> _Task instructions_: Check each line of the entries. Copy the ones that contain the string "overhead".

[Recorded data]
---*---

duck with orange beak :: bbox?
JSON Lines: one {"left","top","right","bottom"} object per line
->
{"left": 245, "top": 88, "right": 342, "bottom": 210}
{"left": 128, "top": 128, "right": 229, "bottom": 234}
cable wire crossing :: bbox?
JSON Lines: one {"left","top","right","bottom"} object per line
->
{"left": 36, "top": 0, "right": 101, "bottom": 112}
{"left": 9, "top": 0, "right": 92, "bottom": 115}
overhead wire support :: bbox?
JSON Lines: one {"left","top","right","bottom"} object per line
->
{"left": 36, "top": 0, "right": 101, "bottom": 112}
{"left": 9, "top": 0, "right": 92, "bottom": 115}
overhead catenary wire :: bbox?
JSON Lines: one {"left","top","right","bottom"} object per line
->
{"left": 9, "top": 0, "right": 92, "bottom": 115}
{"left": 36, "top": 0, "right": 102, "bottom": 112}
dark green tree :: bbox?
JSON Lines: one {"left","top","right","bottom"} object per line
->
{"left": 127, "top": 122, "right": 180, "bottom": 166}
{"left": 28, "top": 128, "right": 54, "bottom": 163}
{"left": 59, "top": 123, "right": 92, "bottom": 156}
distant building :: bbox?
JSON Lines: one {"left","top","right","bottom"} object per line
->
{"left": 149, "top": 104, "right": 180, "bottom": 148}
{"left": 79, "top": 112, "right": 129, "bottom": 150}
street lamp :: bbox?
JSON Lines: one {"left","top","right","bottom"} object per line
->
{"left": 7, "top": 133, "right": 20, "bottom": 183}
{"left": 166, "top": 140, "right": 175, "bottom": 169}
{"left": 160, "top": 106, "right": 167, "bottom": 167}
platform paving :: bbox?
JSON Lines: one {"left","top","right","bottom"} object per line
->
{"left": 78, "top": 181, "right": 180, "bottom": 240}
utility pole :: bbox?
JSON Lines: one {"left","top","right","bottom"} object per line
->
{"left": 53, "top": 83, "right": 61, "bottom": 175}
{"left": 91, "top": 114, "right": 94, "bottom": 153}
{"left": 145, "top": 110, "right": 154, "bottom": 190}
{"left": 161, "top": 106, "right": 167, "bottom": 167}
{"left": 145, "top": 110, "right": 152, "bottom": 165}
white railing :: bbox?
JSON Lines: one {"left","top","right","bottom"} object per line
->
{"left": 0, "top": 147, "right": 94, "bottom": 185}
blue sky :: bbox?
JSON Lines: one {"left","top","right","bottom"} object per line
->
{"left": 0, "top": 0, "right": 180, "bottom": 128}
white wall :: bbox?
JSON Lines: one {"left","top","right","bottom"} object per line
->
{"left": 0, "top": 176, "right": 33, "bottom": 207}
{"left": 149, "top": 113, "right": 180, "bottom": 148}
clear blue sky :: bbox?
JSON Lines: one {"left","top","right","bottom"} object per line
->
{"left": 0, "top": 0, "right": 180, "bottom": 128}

---*---

> _Task result_:
overhead wire support :: bbox?
overhead catenary wire :: bbox?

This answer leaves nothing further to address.